Designers open up new perspectives
As creative lead of the Embassy of Food, Vos brought together designers, policymakers, businesses and researchers to explore how design can contribute to genuine change. “Designers can do more than come up with solutions,” says Vos. “They help connect people who would not normally meet and open up new perspectives.”
In the first two years (2023 and 2024), the focus lay on exploring the food system and bringing together a range of perspectives. The creative lead built a multi-voiced coalition of partners, each working in their own way on food, health and sustainability. Design functioned as a shared language, a way to connect diverse interests and worlds.
From this collaboration, three central themes emerged: health, behaviour and food environment, which now form the foundation of Co/Lab: Hungry for Change.
This year, Barbara Vos once again leads a growing alliance of partners aiming to deepen and apply this design-driven approach in practice. Alongside long-term partners such as Rabobank and the Province of North Brabant, new collaborators have joined, including the Ministry of the Interior and Kingdom Relations, In4Art, and S+T+ARTS Hungry EcoCities. “Each partner brings something unique,” says Vos. “By identifying where our interests overlap and placing design at the centre, we create space for new insights and actions. We don’t know exactly where we’ll end up, but we trust the process.”
The value of social design
“To deepen the collaboration further, we need social design as an area of expertise,” Vos believes. That’s why she has started a partnership this year with Anna Noyons of Ink Social Design. “Ink understands better than anyone how design can contribute to behavioural change,” says Vos, “and they know how to translate insights about behaviour into something that actually works in practice.”
“Designers can play a key role in transforming the food system,” says Noyons. “Not by simply presenting citizens with something new, but by reshaping the systems around them. If we design structures and environments so that sustainable choices naturally become the most attractive ones, behaviour changes almost automatically,” she explains.

EXERCISES
- 1) Answer these questions from the Embassy of Food text:
(a) Which three central themes emerged from the collaboration?
(b) Which two long-term partners are named?
(c) With whom did Vos start a partnership this year?
- 2) In the Embassy of Food text, write out the stretch from "From this collaboration, three" through "Hungry for Change.", swapping "foundation" for "basis".

LISTED RECORDS
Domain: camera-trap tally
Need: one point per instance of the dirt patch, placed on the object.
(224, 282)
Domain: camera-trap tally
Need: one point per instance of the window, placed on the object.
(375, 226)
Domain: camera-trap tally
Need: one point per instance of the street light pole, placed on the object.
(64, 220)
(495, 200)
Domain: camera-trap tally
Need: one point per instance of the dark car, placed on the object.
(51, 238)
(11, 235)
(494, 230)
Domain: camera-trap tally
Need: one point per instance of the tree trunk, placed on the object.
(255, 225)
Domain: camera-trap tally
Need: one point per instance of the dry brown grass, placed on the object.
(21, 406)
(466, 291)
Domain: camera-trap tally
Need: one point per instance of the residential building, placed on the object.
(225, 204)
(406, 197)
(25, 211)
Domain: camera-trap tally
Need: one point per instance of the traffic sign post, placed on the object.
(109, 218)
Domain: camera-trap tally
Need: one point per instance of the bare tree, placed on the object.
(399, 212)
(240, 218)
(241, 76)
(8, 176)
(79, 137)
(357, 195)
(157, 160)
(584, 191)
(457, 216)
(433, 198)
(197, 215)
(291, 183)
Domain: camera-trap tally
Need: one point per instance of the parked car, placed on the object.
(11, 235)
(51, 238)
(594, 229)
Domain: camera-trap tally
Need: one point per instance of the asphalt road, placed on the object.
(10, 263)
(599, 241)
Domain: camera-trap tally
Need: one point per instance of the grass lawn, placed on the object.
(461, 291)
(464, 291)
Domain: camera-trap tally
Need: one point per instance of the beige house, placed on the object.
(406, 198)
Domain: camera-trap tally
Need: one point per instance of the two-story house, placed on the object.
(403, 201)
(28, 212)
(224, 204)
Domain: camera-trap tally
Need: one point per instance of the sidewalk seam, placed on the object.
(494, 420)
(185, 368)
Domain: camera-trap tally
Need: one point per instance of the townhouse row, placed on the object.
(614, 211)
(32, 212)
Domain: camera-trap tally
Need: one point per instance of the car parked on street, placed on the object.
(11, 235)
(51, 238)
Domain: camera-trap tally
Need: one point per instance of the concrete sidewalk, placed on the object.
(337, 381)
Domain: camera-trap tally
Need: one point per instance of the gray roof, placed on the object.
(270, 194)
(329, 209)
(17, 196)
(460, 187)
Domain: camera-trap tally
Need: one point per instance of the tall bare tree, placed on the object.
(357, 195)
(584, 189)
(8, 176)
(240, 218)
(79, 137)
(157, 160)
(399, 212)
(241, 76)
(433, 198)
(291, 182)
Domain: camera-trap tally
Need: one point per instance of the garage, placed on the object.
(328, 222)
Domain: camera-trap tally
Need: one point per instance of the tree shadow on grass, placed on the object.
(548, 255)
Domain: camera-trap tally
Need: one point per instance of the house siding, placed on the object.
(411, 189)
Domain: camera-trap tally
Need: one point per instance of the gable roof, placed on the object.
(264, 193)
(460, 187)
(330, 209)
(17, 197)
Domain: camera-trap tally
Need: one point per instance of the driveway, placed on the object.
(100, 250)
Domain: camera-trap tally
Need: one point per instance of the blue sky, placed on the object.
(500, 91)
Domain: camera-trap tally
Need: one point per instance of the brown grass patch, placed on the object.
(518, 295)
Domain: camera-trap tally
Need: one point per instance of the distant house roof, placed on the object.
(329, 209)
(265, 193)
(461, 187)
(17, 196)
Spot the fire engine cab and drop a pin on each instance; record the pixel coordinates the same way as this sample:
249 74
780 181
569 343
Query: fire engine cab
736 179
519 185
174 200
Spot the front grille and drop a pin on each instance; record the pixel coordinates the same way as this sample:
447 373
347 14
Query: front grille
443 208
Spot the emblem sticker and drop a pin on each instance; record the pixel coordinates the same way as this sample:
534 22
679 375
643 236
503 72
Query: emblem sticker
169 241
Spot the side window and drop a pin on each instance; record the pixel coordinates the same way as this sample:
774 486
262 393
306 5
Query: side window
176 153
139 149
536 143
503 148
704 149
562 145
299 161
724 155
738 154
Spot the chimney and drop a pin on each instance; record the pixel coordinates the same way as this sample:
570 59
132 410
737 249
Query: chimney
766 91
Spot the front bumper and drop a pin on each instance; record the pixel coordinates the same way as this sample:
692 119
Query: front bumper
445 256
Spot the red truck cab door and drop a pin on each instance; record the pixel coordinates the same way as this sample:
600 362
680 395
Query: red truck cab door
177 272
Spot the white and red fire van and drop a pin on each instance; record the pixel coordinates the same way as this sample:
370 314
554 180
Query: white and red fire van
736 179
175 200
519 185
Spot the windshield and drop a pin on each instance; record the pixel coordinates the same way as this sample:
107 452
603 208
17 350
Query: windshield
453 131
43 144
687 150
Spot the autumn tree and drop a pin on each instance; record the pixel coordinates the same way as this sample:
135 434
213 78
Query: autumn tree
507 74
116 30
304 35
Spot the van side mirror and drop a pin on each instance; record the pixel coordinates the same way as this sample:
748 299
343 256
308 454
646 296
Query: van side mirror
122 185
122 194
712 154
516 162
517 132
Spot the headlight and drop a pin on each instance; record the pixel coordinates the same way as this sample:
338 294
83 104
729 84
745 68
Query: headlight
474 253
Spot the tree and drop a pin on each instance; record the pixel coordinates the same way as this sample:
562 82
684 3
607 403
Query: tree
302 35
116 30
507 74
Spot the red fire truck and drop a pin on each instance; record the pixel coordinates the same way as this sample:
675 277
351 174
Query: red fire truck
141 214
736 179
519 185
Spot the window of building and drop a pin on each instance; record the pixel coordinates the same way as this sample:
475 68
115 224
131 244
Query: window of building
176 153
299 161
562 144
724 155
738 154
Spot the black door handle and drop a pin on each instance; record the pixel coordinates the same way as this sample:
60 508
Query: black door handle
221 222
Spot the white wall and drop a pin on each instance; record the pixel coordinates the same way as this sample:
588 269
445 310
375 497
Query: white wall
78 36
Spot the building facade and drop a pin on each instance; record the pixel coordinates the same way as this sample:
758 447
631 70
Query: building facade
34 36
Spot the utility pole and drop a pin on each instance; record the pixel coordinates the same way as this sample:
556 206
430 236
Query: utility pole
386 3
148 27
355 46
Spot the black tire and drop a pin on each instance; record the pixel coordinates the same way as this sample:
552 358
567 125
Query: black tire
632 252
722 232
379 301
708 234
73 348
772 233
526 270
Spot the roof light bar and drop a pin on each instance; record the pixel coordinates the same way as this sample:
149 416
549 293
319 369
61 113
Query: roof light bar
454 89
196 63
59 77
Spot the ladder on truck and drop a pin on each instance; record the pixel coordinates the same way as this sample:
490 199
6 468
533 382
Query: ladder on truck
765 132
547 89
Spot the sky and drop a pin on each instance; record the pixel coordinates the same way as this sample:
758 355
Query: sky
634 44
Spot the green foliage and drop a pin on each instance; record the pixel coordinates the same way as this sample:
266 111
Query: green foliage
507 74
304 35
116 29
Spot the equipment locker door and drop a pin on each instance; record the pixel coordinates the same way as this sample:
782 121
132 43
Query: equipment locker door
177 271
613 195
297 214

PER-TASK OUTPUTS
- 1)
(a) Health, behaviour and food environment.
(b) Rabobank and the Province of North Brabant.
(c) Anna Noyons of Ink Social Design.

- 2)
From this collaboration, three central themes emerged: health, behaviour and food environment, which now form the basis of Co/Lab: Hungry for Change.